Data entries:
"""

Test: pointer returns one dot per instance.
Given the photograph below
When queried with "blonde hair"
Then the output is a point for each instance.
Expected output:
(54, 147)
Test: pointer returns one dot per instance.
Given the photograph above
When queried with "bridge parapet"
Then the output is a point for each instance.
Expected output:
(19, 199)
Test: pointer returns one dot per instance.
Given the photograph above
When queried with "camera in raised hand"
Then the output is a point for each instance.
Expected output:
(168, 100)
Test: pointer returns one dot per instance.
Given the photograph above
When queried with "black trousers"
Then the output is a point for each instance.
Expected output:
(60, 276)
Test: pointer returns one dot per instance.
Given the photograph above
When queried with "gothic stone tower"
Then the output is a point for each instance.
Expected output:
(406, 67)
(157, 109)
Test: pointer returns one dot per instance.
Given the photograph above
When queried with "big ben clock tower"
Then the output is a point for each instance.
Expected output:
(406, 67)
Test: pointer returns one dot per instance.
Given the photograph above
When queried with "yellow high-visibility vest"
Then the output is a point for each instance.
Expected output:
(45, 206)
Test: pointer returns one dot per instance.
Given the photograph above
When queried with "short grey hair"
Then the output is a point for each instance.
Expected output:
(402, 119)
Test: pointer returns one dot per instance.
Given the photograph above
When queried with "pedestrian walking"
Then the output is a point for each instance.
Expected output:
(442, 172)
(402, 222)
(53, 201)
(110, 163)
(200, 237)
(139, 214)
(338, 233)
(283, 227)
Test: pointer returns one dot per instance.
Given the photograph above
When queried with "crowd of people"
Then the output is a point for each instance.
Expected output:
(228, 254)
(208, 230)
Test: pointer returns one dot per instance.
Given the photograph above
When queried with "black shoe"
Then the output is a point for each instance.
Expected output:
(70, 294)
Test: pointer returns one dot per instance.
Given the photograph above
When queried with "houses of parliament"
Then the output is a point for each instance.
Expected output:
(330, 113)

"""

Your goal » Copy out each line of the records above that includes "tower".

Answer space »
When queried with "gothic stone tower"
When queried with "big ben clock tower"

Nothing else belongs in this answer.